Okuma Metni:
○ ○ ○ ○ ○ ○ ○

Emsal Mahkeme Kararı İstanbul 11. Asliye Ticaret Mahkemesi 2020/610 E. 2021/1034 K. 15.12.2021 T.

Görüntülediğiniz mahkeme kararı henüz kesinleşmemiştir. Yararlı olması amacıyla eklenmiştir.

T.C.
İSTANBUL
11. ASLİYE TİCARET MAHKEMESİ

ESAS NO:2020/610 Esas
KARAR NO :2021/1034

DAVA:İtirazın İptali (Hizmet Sözleşmesinden Kaynaklanan)
DAVA TARİHİ:12/11/2020
KARAR TARİHİ:15/12/2021

Mahkememizde görülmekte olan “İtirazın İptali” (Hizmet Sözleşmesinden Kaynaklanan) davasının yapılan açık yargılaması sonunda;
GEREĞİ DÜŞÜNÜLDÜ:
Davacı vekili dava dilekçesinde özetle; müvekkili şirket ile davalı şirket arasında mevcut ticari ilişkiden kaynaklı cari hesap borcunun süresinde ödenmemesi üzerine davalı şirket aleyhine …. İcra Müdürlüğü’nün … Esas sayılı dosyası ile ilamsız icra takibi başlatıldığını, davalı borçlu şirket tarafından herhangi bir borcunun bulunmadığı iddiasıyla icra takibine itiraz edildiğini ve itiraz üzerine takibin durduğunu, davalı şirketin müvekkili şirketten kargo taşıma hizmeti aldığını, verilen hizmet karşılığında düzenlenen faturaların müvekkili şirketçe davalı-borçlu şirkete gönderildiğini, ancak fatura bedelinin davalı tarafça müvekkiline ödenmediğini, davalının itirazının haksız ve tamamen takibi uzatmaya yönelik olduğunu belirterek ve dilekçesinde açıkladığı diğer nedenlerle; itirazın iptali ile takibin devamına, davalı aleyhine %20’den aşağı olmamak kaydıyla icra inkâr tazminatına hükmedilmesine, yargılama giderleri ile vekâlet ücretinin davalı karşı tarafa yükletilmesine karar verilmesini talep ve dava etmiştir.
Dava dilekçesi ve ekleri ile tensip zaptı davalı şirkete usulüne uygun olarak tebliğ edilmesine rağmen davalı şirket tarafından davaya karşı herhangi bir cevap verilmemiştir.

○ ○ ○ ○ ○ ○ ○

Görev Listesi:
**A)** Mahkeme kararında "Görüntülediğiniz mahkeme kararı" sözleriyle başlayan yerden "İptali (Hizmet Sözleşmesinden Kaynaklanan)" sözlerine kadar uzanan bölümün tamamını, hiçbir değişiklik yapmadan yazıya geçiriniz.
**B)** Kayıtların en başından "(1181, 552)" ifadesini içeren satıra kadar, bu satır da dahil olmak üzere, tüm satırları boş satırları çıkararak numaralı bir liste biçiminde düzenleyiniz.

○ ○ ○ ○ ○ ○ ○

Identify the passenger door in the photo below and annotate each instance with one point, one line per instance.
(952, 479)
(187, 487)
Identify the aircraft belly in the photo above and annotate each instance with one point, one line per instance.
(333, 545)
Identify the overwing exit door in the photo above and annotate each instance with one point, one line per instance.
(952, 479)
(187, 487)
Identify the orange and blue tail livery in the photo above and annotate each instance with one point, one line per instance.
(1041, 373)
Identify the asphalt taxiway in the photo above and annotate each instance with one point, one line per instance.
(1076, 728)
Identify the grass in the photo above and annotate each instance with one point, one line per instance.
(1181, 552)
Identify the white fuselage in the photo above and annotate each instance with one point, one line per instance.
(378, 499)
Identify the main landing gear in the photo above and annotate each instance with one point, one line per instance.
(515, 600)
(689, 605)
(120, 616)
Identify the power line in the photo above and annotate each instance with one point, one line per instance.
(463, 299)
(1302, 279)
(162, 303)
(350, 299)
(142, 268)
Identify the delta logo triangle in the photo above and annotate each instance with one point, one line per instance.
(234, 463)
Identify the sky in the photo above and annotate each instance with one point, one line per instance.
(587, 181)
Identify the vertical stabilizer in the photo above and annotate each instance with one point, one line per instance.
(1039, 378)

○ ○ ○ ○ ○ ○ ○

Görev Yanıtları:
**A)**
Görüntülediğiniz mahkeme kararı henüz kesinleşmemiştir. Yararlı olması amacıyla eklenmiştir.

T.C.
İSTANBUL
11. ASLİYE TİCARET MAHKEMESİ

ESAS NO:2020/610 Esas
KARAR NO :2021/1034

DAVA:İtirazın İptali (Hizmet Sözleşmesinden Kaynaklanan)

**B)**
1. Identify the passenger door in the photo below and annotate each instance with one point, one line per instance.
2. (952, 479)
3. (187, 487)
4. Identify the aircraft belly in the photo above and annotate each instance with one point, one line per instance.
5. (333, 545)
6. Identify the overwing exit door in the photo above and annotate each instance with one point, one line per instance.
7. (952, 479)
8. (187, 487)
9. Identify the orange and blue tail livery in the photo above and annotate each instance with one point, one line per instance.
10. (1041, 373)
11. Identify the asphalt taxiway in the photo above and annotate each instance with one point, one line per instance.
12. (1076, 728)
13. Identify the grass in the photo above and annotate each instance with one point, one line per instance.
14. (1181, 552)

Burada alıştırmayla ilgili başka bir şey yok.